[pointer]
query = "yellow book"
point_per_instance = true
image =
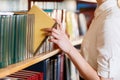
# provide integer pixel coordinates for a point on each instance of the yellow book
(42, 20)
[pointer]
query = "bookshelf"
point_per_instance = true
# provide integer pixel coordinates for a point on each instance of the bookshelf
(26, 63)
(31, 61)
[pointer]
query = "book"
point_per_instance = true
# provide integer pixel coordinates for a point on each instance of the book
(42, 20)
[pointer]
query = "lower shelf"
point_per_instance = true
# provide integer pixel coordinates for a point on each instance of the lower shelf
(29, 62)
(21, 65)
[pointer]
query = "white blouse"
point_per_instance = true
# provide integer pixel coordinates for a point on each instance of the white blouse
(101, 44)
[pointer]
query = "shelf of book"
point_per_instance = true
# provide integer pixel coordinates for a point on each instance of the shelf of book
(29, 62)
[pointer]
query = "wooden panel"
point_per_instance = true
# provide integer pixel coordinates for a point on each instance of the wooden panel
(48, 0)
(26, 63)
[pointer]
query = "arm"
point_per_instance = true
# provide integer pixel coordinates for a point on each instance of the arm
(60, 38)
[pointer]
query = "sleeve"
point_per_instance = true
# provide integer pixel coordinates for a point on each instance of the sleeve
(106, 48)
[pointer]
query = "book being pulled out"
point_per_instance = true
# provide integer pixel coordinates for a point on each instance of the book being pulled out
(42, 20)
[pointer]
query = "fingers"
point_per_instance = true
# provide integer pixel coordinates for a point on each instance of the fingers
(53, 40)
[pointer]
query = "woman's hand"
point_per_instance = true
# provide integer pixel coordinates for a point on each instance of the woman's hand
(60, 38)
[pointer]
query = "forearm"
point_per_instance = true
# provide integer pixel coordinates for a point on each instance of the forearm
(87, 72)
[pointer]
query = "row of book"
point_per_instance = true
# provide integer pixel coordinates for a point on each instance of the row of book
(25, 75)
(58, 67)
(13, 32)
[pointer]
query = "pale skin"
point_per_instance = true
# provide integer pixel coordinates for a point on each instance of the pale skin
(61, 39)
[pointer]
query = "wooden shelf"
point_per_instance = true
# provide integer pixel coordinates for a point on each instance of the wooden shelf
(91, 1)
(26, 63)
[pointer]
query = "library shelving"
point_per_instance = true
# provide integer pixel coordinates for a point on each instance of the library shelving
(33, 60)
(26, 63)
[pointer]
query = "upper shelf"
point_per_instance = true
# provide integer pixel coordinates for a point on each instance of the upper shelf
(26, 63)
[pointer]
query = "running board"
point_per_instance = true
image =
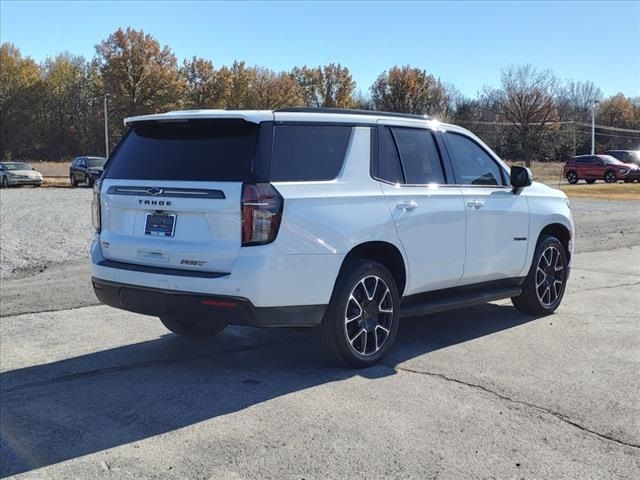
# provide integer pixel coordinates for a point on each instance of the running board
(452, 299)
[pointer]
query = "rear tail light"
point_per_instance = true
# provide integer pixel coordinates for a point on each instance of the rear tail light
(95, 206)
(261, 213)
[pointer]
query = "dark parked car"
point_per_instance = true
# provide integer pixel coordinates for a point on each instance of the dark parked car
(86, 170)
(599, 167)
(19, 173)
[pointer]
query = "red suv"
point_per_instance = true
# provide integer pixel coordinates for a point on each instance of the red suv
(599, 167)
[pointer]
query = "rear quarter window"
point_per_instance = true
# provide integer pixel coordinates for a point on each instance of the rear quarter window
(308, 152)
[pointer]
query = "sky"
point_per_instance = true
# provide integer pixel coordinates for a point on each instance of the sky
(466, 44)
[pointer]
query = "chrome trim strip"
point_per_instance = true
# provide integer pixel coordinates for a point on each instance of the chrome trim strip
(166, 192)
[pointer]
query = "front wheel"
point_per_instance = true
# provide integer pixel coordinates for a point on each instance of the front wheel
(610, 177)
(361, 322)
(544, 286)
(200, 330)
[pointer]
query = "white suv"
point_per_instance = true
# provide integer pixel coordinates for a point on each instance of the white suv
(341, 220)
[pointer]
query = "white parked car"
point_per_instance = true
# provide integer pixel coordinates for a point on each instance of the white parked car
(19, 173)
(335, 219)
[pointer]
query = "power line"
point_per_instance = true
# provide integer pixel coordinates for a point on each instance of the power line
(551, 124)
(606, 127)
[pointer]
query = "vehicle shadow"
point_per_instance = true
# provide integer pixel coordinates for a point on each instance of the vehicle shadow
(73, 407)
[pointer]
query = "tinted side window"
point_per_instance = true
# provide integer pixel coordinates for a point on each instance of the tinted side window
(202, 150)
(472, 165)
(419, 155)
(389, 168)
(308, 152)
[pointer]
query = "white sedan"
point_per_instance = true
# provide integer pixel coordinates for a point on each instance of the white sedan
(19, 173)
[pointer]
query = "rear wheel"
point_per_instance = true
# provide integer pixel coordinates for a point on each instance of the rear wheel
(361, 322)
(610, 177)
(193, 329)
(572, 178)
(544, 286)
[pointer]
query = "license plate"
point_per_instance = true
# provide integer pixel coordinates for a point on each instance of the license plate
(160, 225)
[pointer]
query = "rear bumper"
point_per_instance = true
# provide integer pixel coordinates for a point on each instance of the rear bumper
(201, 308)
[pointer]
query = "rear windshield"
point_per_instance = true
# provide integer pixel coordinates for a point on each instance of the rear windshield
(198, 150)
(95, 161)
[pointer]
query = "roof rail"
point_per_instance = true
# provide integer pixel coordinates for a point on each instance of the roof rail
(353, 111)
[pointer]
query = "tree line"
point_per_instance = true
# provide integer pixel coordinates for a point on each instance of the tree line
(53, 110)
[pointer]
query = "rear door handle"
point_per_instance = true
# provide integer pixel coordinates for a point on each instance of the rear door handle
(475, 204)
(407, 206)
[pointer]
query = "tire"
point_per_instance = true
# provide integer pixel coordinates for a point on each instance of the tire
(361, 322)
(610, 176)
(542, 296)
(199, 330)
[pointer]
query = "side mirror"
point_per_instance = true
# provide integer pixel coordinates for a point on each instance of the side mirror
(520, 177)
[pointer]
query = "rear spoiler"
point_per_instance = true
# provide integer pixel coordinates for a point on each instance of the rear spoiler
(252, 116)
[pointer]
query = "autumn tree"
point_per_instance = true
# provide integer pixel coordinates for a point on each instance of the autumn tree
(273, 90)
(139, 75)
(526, 100)
(20, 90)
(575, 100)
(410, 90)
(72, 113)
(205, 87)
(329, 86)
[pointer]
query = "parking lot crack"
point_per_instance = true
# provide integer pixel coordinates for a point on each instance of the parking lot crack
(559, 416)
(610, 286)
(132, 366)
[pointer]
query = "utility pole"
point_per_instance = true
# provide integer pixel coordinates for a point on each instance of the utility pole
(106, 129)
(593, 127)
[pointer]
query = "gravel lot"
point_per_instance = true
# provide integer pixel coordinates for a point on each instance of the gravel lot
(43, 226)
(93, 392)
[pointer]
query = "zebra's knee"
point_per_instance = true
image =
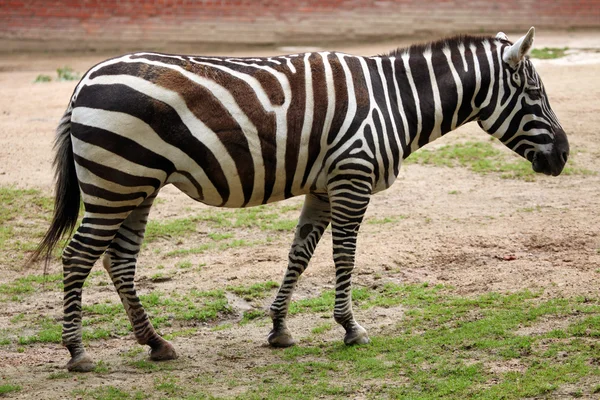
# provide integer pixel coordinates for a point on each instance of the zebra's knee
(106, 262)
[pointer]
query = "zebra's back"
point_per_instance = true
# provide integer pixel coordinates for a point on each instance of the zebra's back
(227, 131)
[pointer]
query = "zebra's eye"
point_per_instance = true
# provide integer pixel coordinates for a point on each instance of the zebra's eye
(534, 93)
(517, 79)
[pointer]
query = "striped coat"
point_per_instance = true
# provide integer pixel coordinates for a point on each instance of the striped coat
(239, 132)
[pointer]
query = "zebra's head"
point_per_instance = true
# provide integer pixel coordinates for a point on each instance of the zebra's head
(523, 119)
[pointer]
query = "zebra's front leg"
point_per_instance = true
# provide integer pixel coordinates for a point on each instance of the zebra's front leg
(348, 206)
(120, 261)
(313, 221)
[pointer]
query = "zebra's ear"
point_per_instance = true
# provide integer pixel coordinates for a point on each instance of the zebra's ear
(501, 36)
(515, 53)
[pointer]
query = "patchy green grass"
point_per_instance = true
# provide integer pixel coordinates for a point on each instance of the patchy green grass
(444, 346)
(67, 73)
(255, 291)
(27, 285)
(547, 53)
(484, 158)
(9, 388)
(24, 217)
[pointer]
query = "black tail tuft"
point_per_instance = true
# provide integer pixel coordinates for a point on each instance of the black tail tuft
(67, 196)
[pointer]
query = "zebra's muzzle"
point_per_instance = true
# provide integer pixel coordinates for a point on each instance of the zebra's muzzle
(552, 162)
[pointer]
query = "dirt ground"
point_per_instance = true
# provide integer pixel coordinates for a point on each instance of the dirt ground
(478, 233)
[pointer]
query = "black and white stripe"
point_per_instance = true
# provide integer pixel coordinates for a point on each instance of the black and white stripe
(239, 132)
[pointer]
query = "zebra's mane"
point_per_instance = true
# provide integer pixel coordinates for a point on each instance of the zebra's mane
(419, 48)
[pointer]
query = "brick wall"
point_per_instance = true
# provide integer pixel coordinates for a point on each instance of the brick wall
(104, 24)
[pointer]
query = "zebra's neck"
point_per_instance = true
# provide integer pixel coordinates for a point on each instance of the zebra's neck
(444, 85)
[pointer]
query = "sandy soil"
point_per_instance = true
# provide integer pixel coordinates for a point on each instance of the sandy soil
(478, 233)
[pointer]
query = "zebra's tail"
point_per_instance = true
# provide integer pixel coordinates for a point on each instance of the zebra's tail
(66, 197)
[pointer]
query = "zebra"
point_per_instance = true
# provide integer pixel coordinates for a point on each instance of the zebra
(240, 132)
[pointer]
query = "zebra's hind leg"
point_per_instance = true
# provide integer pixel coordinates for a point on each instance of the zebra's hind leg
(349, 202)
(89, 242)
(120, 261)
(313, 221)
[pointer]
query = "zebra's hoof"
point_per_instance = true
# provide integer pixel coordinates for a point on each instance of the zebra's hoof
(81, 363)
(163, 351)
(282, 338)
(356, 335)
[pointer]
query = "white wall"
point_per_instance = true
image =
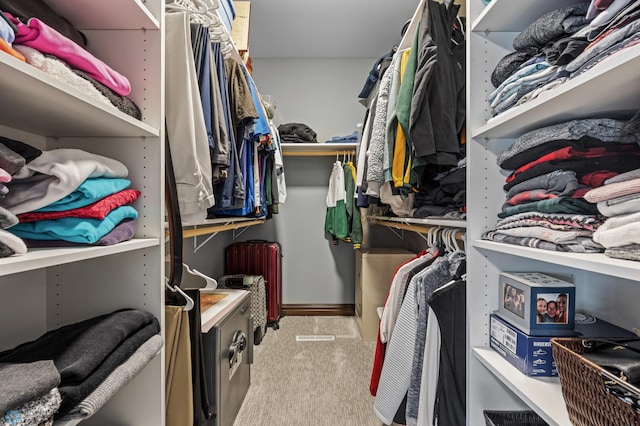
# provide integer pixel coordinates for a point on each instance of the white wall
(321, 93)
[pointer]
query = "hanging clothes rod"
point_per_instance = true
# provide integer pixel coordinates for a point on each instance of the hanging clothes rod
(420, 229)
(205, 230)
(318, 153)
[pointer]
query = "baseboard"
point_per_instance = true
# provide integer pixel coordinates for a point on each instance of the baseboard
(301, 310)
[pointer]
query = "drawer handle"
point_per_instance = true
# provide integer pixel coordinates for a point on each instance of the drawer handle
(238, 345)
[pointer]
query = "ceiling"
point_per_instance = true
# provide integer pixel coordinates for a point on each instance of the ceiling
(327, 28)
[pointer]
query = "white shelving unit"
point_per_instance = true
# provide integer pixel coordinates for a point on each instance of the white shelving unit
(49, 288)
(604, 287)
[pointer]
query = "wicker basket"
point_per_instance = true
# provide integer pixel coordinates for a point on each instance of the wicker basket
(588, 402)
(513, 418)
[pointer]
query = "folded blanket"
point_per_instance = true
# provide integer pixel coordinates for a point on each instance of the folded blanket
(7, 219)
(62, 72)
(123, 231)
(54, 175)
(11, 244)
(78, 349)
(73, 393)
(40, 36)
(120, 376)
(553, 205)
(613, 190)
(98, 210)
(620, 206)
(602, 129)
(89, 191)
(10, 160)
(73, 229)
(553, 25)
(630, 252)
(34, 412)
(22, 382)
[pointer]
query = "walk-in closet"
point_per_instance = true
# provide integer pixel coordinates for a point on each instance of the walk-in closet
(286, 212)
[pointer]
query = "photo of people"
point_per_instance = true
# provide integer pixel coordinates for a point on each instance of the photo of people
(514, 300)
(552, 308)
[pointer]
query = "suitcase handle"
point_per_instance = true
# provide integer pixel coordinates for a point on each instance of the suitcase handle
(263, 241)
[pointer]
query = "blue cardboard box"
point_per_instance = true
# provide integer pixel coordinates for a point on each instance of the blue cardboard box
(532, 354)
(529, 354)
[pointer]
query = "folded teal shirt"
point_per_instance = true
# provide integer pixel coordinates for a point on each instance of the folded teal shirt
(73, 229)
(90, 191)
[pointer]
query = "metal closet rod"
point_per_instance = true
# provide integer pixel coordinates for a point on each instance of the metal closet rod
(318, 153)
(188, 233)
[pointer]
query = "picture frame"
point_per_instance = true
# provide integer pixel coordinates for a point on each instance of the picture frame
(537, 303)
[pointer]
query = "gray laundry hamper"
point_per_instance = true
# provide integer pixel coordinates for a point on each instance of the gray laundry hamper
(256, 285)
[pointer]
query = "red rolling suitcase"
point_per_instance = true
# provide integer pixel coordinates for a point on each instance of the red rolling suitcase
(260, 258)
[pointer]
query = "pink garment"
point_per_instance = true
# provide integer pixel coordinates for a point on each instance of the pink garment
(40, 36)
(4, 176)
(602, 4)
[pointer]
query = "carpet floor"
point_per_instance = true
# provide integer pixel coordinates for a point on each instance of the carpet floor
(310, 383)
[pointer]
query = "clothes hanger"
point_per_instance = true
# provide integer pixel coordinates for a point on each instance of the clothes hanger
(190, 303)
(210, 283)
(198, 10)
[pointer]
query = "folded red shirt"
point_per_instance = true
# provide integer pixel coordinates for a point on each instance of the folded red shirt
(98, 210)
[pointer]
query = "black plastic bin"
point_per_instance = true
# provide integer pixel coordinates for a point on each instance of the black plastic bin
(513, 418)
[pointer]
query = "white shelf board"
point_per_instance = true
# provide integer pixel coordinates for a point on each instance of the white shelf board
(40, 104)
(592, 262)
(218, 221)
(515, 16)
(451, 223)
(44, 257)
(311, 147)
(542, 394)
(107, 15)
(609, 89)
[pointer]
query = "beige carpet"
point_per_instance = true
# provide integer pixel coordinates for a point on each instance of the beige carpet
(310, 383)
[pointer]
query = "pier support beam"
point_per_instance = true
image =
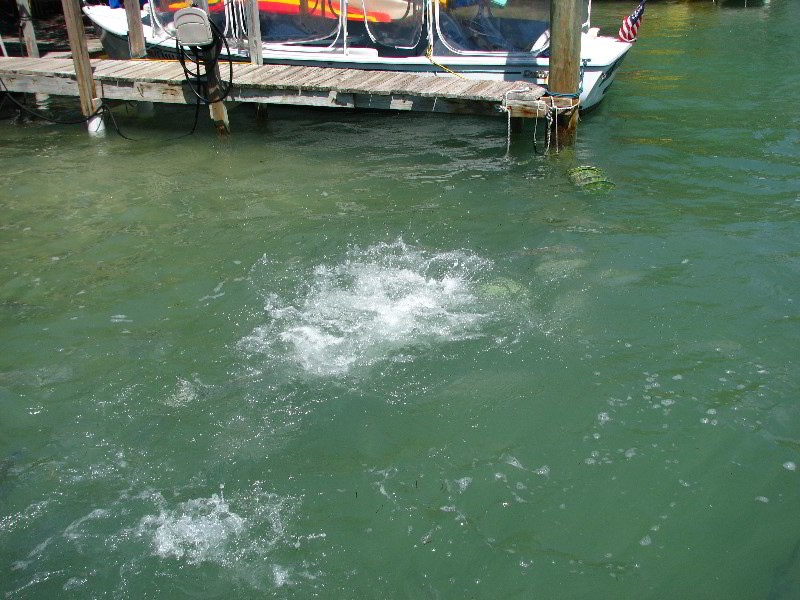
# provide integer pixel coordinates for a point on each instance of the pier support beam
(80, 59)
(26, 24)
(219, 114)
(254, 33)
(135, 30)
(565, 59)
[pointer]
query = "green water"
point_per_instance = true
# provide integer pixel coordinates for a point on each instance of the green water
(369, 356)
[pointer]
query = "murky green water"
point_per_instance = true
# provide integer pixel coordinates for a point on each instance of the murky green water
(367, 356)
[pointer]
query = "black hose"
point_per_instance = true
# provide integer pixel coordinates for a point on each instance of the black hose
(101, 110)
(217, 37)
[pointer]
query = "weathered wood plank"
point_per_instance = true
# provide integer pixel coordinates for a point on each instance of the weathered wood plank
(285, 84)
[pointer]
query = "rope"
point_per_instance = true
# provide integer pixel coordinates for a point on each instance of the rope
(551, 114)
(504, 106)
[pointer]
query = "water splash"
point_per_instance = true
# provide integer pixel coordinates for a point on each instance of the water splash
(198, 530)
(371, 306)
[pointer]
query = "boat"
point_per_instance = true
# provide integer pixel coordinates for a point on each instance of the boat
(505, 40)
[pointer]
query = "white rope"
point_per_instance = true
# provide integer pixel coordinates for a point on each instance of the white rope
(504, 106)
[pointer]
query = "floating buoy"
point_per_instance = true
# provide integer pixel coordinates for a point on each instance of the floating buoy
(590, 178)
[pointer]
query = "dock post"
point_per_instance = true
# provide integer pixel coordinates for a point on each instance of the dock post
(137, 47)
(26, 24)
(80, 58)
(254, 45)
(254, 33)
(219, 114)
(135, 30)
(565, 58)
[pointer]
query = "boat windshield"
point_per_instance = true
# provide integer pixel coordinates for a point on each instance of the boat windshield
(461, 26)
(466, 26)
(393, 23)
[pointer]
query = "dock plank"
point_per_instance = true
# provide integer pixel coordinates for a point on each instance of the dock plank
(163, 81)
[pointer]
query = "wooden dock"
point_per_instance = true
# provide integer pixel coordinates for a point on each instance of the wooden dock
(163, 81)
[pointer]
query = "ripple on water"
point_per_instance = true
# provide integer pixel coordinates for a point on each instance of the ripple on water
(373, 304)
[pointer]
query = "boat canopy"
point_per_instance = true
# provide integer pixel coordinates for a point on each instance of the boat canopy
(390, 27)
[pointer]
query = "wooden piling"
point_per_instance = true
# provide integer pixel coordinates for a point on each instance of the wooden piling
(254, 33)
(565, 59)
(80, 55)
(219, 114)
(136, 43)
(26, 24)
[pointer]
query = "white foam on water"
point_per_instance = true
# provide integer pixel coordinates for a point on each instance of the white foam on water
(197, 530)
(372, 305)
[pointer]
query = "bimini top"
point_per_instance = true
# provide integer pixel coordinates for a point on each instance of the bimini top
(391, 27)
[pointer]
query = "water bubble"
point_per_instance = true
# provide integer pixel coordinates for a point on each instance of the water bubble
(374, 304)
(463, 483)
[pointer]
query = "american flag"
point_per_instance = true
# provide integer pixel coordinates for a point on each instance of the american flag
(630, 24)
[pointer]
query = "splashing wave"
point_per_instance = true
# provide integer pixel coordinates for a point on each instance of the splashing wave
(375, 303)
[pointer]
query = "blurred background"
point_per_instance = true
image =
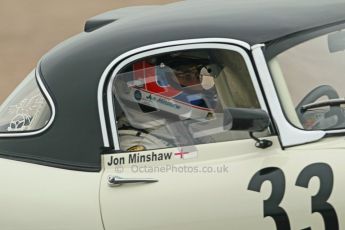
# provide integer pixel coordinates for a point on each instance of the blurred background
(30, 28)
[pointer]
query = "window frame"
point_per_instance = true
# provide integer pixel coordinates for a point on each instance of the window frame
(162, 48)
(50, 102)
(262, 54)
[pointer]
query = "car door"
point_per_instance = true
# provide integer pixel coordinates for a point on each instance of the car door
(39, 191)
(202, 186)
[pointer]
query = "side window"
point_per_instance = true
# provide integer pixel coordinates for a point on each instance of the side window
(25, 109)
(178, 98)
(309, 81)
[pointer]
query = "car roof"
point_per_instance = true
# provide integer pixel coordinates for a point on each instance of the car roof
(72, 70)
(247, 20)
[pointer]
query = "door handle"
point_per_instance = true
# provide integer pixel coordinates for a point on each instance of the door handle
(116, 180)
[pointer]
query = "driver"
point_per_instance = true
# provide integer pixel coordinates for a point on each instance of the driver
(157, 98)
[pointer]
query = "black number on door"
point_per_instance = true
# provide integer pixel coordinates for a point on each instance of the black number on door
(271, 205)
(319, 201)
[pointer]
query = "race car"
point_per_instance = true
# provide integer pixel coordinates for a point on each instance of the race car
(191, 115)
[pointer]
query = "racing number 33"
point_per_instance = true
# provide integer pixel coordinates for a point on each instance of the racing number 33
(319, 202)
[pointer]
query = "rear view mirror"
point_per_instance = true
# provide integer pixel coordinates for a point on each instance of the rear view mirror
(336, 41)
(251, 120)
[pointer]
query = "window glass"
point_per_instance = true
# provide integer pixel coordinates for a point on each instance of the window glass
(25, 109)
(178, 98)
(309, 80)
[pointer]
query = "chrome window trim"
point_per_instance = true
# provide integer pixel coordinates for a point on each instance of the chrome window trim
(106, 72)
(187, 46)
(289, 135)
(49, 101)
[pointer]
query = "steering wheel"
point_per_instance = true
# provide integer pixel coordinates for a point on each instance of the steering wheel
(318, 92)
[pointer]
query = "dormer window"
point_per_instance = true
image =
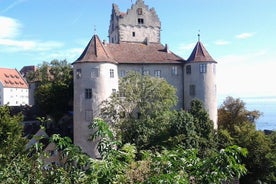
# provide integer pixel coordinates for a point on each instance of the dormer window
(139, 11)
(140, 21)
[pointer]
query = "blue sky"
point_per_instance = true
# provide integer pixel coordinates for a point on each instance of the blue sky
(239, 34)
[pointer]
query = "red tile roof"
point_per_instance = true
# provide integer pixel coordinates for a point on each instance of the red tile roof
(11, 78)
(200, 54)
(95, 51)
(126, 52)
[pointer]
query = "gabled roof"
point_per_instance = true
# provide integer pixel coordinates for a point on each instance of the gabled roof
(127, 52)
(143, 53)
(11, 78)
(200, 54)
(95, 52)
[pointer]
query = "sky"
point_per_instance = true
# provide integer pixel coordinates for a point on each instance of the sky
(238, 34)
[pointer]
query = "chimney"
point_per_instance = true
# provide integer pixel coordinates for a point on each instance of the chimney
(167, 48)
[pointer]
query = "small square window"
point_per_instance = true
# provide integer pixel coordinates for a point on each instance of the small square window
(157, 73)
(139, 11)
(188, 69)
(146, 72)
(122, 73)
(78, 73)
(174, 70)
(203, 68)
(88, 93)
(94, 72)
(140, 21)
(192, 90)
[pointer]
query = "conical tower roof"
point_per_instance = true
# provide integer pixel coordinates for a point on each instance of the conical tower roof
(95, 52)
(200, 54)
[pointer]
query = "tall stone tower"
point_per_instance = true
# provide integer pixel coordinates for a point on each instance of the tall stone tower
(95, 79)
(200, 80)
(138, 24)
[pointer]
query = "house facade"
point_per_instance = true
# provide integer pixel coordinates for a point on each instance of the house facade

*REQUIREMENT*.
Report each line of the rows above that contains the word "lower", reproducing every such line in full.

*FINISHED EXERCISE*.
query = "lower shelf"
# provide integer pixel coordinates for a point on each instance of the lower shelf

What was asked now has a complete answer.